WORK INSTRUCTION A
Decide whether each statement agrees with the vaccine efficiency excerpt. Answer yes or no for each, quoting the exact words that decide it. (i) The text says the model is sufficient by itself for decision making. (ii) The text lists fraudulent vaccinations as a limitation of the model. (iii) The text gives the observed percentage of breakthrough infections the short name b.
WORK INSTRUCTION B
Reproduce word for word the part of the vaccine efficiency excerpt that opens with the words containing "Here we set" and closes with "pct_vaccinated / 100)".
WORK INSTRUCTION C
Write the next part of the excerpt on estimating vaccine efficiency, picking up right after its last line.

Here we set $P(V) = q$ which is the probability of a person being vaccinated that can be set to the percentage of people in a population begin vaccinated.

The above formula can be used to estimate the average efficiency of vaccinations given the percentage of people that where vaccinated and the percentage of breakthrough infections. To this end we replace the probability of a breakthrough infection with the percentage of observed breakthrough infections and for brevity call that variable $b = P(V|I)$. Plugging this into the above equation and solving for $e$ yields.

$$e = 1 - \frac {(1-q)b} {(1-b)q} $$

def avg_vaccine_efficiency(pct_vaccinated, pct_breakthroughs):
    return 100 * (
        1
        - (1 - pct_vaccinated / 100)
        * pct_breakthroughs
        / ((1 - pct_breakthroughs / 100) * pct_vaccinated)
    )

Warning: This is not a not a sophisticated epidemiological model but simply serves to illustrated the relationship to Bayes theorem (which will also be important for more realistic models). This model should only be used to build some rough intuition about the relationship but by itself is not sufficient for decision making.
Some limitations of the presented model for the presented model:
  • unreported cases of infections and breakthroughs
  • fraudulent vaccinations
  • multiple infection scenarios
  • different virus variants throughout time
  • ...

Records held in a dataset:
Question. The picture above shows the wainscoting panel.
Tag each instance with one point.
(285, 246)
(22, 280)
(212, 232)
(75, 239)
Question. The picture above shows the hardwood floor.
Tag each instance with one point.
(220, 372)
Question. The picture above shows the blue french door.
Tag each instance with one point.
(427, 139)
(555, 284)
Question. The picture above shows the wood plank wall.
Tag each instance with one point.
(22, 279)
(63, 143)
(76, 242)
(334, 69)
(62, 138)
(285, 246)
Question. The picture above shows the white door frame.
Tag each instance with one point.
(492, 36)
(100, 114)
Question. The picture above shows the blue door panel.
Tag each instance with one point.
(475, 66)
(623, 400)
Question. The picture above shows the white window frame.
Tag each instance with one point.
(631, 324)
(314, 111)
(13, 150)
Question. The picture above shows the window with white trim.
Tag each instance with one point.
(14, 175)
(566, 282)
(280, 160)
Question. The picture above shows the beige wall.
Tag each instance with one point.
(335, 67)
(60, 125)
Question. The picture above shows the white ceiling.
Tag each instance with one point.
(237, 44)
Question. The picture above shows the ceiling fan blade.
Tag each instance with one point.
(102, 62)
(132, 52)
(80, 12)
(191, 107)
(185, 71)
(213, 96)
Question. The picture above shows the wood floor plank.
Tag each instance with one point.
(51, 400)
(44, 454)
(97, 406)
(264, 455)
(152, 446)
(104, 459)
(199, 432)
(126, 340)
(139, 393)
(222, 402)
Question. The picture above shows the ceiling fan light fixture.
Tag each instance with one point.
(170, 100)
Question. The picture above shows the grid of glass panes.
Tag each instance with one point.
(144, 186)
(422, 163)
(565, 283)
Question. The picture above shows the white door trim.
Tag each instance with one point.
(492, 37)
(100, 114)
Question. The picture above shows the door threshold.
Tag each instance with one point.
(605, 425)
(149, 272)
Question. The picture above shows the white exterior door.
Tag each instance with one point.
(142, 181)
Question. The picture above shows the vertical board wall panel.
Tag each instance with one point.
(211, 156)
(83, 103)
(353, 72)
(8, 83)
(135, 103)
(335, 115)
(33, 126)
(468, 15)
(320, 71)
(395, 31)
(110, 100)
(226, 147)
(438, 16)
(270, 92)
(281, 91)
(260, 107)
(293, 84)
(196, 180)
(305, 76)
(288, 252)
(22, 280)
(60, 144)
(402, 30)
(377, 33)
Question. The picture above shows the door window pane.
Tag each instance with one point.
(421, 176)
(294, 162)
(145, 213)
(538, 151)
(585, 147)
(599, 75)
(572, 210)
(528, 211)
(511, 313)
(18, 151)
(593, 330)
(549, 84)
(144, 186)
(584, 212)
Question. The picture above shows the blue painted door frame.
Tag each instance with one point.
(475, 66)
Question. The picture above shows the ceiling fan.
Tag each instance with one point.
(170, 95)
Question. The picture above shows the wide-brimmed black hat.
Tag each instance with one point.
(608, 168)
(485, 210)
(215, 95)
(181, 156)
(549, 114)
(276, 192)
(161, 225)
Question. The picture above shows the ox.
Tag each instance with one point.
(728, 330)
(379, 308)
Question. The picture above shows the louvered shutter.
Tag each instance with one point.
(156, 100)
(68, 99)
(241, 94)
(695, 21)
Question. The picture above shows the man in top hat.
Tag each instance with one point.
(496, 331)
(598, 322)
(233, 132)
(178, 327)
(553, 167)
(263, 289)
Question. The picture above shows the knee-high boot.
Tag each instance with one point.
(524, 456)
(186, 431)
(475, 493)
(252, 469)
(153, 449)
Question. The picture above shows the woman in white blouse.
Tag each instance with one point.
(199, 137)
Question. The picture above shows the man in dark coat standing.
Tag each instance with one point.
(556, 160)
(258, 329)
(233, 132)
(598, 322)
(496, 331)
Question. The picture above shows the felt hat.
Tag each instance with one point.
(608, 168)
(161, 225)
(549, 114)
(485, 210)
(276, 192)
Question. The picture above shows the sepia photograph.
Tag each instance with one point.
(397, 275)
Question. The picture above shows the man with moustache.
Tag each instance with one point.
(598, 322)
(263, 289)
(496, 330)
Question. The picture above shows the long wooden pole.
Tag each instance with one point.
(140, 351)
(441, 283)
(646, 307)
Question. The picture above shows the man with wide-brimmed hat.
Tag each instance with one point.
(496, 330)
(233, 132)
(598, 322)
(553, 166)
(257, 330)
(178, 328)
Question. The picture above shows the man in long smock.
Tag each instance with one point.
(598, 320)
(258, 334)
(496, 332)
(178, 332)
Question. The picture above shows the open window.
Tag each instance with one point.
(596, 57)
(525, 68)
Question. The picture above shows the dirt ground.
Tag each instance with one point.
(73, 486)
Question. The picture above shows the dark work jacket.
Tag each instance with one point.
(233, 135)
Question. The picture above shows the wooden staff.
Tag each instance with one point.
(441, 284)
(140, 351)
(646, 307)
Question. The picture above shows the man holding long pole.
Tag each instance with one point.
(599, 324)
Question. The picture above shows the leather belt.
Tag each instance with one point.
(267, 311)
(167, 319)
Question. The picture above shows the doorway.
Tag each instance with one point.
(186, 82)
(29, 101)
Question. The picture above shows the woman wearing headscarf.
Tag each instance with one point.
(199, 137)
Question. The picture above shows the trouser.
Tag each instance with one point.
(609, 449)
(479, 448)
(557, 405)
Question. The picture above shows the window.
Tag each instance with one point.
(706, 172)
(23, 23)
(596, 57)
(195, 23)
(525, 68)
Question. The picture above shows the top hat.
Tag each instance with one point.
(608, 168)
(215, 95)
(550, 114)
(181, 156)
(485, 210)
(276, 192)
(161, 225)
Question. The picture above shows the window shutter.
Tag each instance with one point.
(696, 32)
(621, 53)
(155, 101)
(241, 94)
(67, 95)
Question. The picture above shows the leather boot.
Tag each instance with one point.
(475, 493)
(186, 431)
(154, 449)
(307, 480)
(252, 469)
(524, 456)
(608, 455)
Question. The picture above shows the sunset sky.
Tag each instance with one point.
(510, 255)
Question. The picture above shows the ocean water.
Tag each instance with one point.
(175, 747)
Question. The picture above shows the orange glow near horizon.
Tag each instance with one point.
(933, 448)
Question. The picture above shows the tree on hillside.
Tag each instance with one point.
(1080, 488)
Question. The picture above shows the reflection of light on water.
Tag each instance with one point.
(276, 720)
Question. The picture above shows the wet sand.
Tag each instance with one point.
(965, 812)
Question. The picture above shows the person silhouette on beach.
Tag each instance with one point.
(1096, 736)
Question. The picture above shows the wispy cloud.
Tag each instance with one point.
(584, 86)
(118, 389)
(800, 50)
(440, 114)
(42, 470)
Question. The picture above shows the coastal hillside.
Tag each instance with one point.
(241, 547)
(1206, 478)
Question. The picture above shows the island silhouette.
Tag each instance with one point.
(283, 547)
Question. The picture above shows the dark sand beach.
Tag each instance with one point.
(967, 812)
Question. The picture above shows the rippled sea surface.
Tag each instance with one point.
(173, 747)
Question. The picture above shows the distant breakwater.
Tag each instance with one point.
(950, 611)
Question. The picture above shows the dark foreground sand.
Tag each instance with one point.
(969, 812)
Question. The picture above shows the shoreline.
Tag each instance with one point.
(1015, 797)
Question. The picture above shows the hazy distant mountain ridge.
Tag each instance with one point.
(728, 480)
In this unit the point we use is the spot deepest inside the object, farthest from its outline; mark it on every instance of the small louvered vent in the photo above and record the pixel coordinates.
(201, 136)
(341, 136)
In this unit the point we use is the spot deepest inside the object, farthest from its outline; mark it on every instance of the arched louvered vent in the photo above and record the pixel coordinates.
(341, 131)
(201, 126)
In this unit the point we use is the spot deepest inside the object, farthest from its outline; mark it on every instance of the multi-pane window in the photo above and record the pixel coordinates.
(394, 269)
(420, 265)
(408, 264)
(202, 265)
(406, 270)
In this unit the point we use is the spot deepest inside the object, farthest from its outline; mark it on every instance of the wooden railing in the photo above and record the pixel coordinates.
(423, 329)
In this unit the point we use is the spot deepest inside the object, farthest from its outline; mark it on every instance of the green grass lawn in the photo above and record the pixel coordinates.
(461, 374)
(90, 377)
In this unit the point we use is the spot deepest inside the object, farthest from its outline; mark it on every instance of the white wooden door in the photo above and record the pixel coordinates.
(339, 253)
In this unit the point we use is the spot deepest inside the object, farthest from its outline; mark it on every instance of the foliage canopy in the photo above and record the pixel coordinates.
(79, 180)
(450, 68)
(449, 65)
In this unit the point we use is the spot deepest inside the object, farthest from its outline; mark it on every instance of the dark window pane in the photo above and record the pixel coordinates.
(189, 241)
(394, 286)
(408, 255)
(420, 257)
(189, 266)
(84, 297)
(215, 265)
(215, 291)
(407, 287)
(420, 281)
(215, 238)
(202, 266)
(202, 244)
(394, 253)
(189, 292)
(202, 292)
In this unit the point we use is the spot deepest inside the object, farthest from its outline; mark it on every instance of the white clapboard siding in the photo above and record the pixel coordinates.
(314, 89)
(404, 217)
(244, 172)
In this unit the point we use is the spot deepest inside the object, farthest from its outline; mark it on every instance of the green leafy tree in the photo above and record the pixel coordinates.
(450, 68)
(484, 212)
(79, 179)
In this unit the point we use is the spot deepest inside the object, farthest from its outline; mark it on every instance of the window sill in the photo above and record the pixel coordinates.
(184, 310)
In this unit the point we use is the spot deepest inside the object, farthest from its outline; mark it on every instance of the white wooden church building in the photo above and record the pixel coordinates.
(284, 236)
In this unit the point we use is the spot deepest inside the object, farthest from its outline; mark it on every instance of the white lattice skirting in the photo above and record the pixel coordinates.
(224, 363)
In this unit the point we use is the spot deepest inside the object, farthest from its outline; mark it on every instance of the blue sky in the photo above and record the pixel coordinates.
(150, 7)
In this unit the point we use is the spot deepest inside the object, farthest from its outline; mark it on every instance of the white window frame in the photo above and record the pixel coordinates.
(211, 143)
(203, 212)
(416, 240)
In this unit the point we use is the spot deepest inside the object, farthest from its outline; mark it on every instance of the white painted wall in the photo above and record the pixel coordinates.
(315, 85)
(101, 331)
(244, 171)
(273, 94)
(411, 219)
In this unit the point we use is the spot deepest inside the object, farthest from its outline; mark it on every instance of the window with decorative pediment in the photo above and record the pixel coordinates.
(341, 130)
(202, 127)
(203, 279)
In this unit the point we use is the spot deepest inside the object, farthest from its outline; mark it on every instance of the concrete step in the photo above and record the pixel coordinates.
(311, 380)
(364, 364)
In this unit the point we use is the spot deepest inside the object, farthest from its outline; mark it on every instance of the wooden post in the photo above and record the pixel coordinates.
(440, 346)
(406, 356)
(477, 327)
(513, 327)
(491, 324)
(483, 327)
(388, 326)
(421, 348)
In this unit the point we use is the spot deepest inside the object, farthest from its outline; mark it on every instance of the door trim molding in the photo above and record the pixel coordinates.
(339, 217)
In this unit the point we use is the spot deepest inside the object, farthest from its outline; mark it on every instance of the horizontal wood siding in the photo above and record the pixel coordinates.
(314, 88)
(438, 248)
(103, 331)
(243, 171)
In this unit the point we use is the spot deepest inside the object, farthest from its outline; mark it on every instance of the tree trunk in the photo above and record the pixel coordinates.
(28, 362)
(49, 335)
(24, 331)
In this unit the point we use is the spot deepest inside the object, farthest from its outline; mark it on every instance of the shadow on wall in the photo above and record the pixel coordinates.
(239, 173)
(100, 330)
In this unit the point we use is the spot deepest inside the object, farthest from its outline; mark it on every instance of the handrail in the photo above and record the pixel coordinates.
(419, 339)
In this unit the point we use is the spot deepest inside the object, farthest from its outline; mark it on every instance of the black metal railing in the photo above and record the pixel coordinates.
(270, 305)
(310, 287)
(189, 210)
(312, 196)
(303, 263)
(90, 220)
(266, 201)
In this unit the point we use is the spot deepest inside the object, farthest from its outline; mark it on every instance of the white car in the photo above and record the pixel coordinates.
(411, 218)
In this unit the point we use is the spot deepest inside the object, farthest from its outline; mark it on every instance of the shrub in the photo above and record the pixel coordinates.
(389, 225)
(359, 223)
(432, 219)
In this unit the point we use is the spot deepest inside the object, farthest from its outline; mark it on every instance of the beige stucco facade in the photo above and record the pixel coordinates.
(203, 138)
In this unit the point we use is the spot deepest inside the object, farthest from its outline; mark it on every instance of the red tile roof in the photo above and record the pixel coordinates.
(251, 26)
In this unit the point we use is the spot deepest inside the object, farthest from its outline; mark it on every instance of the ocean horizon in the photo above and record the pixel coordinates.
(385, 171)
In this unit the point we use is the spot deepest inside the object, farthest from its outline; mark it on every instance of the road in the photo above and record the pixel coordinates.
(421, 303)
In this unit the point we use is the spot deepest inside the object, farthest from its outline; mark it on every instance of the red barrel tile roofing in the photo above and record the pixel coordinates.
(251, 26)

YOUR RESPONSE A
(i) No: "by itself is not sufficient for decision making"
(ii) Yes: "fraudulent vaccinations"
(iii) Yes: "for brevity call that variable $b = P(V|I)$"

YOUR RESPONSE B
Here we set $P(V) = q$ which is the probability of a person being vaccinated that can be set to the percentage of people in a population begin vaccinated.

The above formula can be used to estimate the average efficiency of vaccinations given the percentage of people that where vaccinated and the percentage of breakthrough infections. To this end we replace the probability of a breakthrough infection with the percentage of observed breakthrough infections and for brevity call that variable $b = P(V|I)$. Plugging this into the above equation and solving for $e$ yields.

$$e = 1 - \frac {(1-q)b} {(1-b)q} $$

def avg_vaccine_efficiency(pct_vaccinated, pct_breakthroughs):
    return 100 * (
        1
        - (1 - pct_vaccinated / 100)

YOUR RESPONSE C
Simple interpretation

One direct observation about this formula is the symmetry between $q$ and $b$ in denominator and numerator. This implies that when $q=b$ the effectiveness of the vaccination is 0! This makes intuitive sense because it means that when the chance of a infected person being vaccinated is the same as the chance of an arbitrary person being vaccinated, then vaccinations don't seem to help.

This also means that as long as the rate of breakthrough infections is below the vaccination rate, the vaccines have a real effect!

Application to German data

The German RKI published data (page 21) on breakthrough infections and percentages of vaccinated at the beginning of Nov 21.

rki_data
age 12-17 18-59 >= 60
calendar weeks (2021) 05-43 40-43 05-43 40-43 05-40 40-43
percentage breakthrough infections 1.5 4.2 12.4 39.7 18.9 60.5
percentage of the population that is fully vaccinated 38.7 NaN 71.9 NaN 84.9 NaN

As the vaccination numbers were mostly stagnating later during 2021 we'll use the vaccination percentages from week 05-43 to approximate the ones from 40-43 (that might be a little higher). We then use the formula derived above to calculate the average vaccine efficiency

(
    rki_data.T.fillna(method="ffill")
    .assign(
        average_vaccine_effectiveness_pct=lambda df: avg_vaccine_efficiency(
            df["percentage of the population that is fully vaccinated"],
            df["percentage breakthrough infections"],
        )
    )
    .applymap(lambda x: round(x, 1))
    .T
)
age 12-17 18-59 >= 60
calendar weeks (2021) 05-43 40-43 05-43 40-43 05-40 40-43
percentage breakthrough infections 1.5 4.2 12.4 39.7 18.9 60.5
percentage of the population that is fully vaccinated 38.7 38.7 71.9 71.9 84.9 84.9
average_vaccine_effectiveness_pct 97.6 93.1 94.5 74.3 95.9 72.8

One can see that when vaccinated population is high, a larger number of breakthrough infections does not contradict a larger efficiency. The reason why many people don't find this intuitive is that non-linear relationships are not very intuitive in general. As such it helps to visualize the relationship.

The next graphic shows the dependency between the percentage of breakthrough infections and the effectiveness of the vaccination for various overall percentages of vaccination.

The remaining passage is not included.